Así que envió un mensaje a Escipión solicitando una reunión personal para discutir los términos, a lo que Escipión accedió. Aparte de todo lo demás, debió de existir una considerable curiosidad por ambas partes en cuanto a la naturaleza e incluso el aspecto del adversario. Los dos hombres nunca se habían visto antes, aunque en tres ocasiones en los últimos años habían estado juntos en el campo de batalla.
En primer lugar, el joven Escipión había estado presente en la batalla del Tesino, justo después de que Aníbal irrumpiera en la península itálica (cuando Escipión había conseguido salvar a su padre herido en el campo de batalla). Luego había estado en Cannae y había presenciado toda la furia y el genio del cartaginés como tormenta contra las legiones romanas. Por último, había iniciado el exitoso avance contra el puerto de Lycris Epicephyria (en la actual región de Calabria, en el sur de Italia), cuando frustró los intentos de Aníbal por recuperarlo. Había tenido así tres oportunidades de enfrentarse al gran enemigo de Roma, y en cada ocasión había tenido la previsión de observar exactamente cómo reaccionaba Aníbal ante cada situación dada.
El cartaginés, en cambio, nunca había sido consciente del penetrante par de ojos de un joven que le observaba de cerca. Era como si un viejo maestro de ajedrez se encontrara pronto con un alumno que durante años hubiera estudiado sus «jugadas», detectado sus puntos débiles y decidido poner en práctica los movimientos del maestro. Aníbal, por su parte, sólo conocía a través de relatos los triunfos del joven en la guerra de la Península Ibérica, aunque era lo suficientemente estratega y táctico como para reconocer lo brillante que era aquel que había capturado Nueva Cartago y ganado varios combates contra hombres tan capaces como su difunto hermano Asdrúbal, su difunto hermano Magón y Asdrúbal el hijo de Gisgón. Había observado cómo habían cambiado los romanos, aprendiendo a moverse sin el antiguo mando consular y adquiriendo flexibilidad en el campo de batalla, y probablemente tenía tanta curiosidad como Escipión por encontrarse cara a cara con su oponente.
Los relatos fácticos de Polibio y Livio, compuestos muchos años después de los hechos, deben considerarse sospechosos, pero no debe haber ninguna duda sobre el resultado del encuentro entre los comandantes, dos de los soldados más distinguidos no sólo de la antigüedad, sino de todos los tiempos. Aníbal, además de hablar púnico y varios dialectos ibéricos y galos, también hablaba griego y latín con fluidez. Escipión, además de hablar latín, también fue educado en griego.

□ □ □ □ □

■ **Descripción del ejercicio**
Contesta estas preguntas con datos del texto sobre Escipión y Aníbal:
1. ¿En qué tres ocasiones había estado Escipión en el campo de batalla junto a Aníbal?
2. ¿Qué ciudad había capturado Escipión, según los relatos que conocía Aníbal?
3. ¿Qué lenguas hablaba Aníbal?

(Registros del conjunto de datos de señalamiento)

□ □ □ □ □

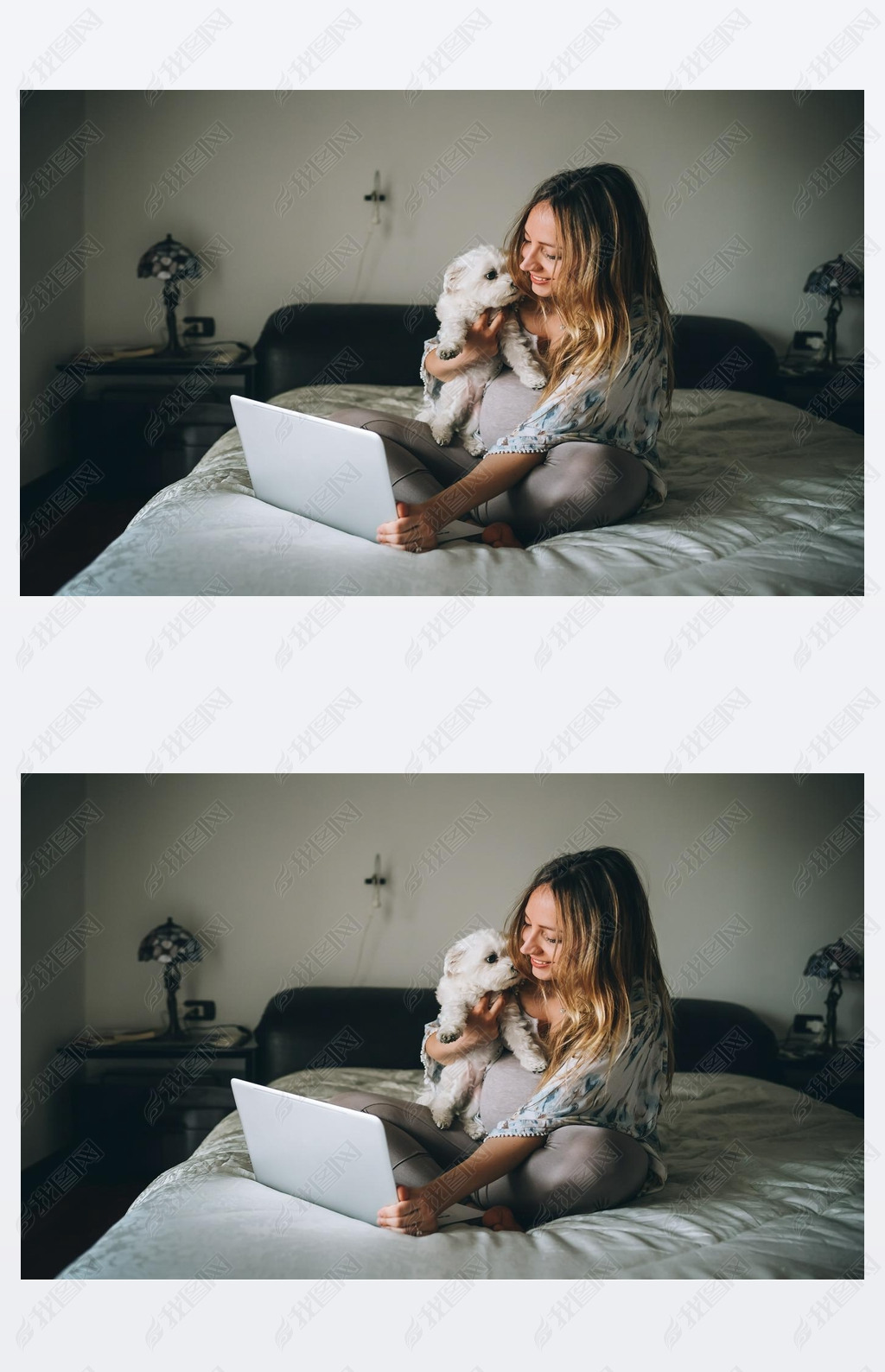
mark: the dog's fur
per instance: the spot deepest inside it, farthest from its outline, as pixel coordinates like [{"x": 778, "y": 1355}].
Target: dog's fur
[
  {"x": 467, "y": 293},
  {"x": 467, "y": 975}
]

□ □ □ □ □

■ **Solución de la tarea**
1. En la batalla del Tesino, en Cannae y en el avance contra el puerto de Lycris Epicephyria.
2. Nueva Cartago.
3. Púnico, varios dialectos ibéricos y galos, griego y latín.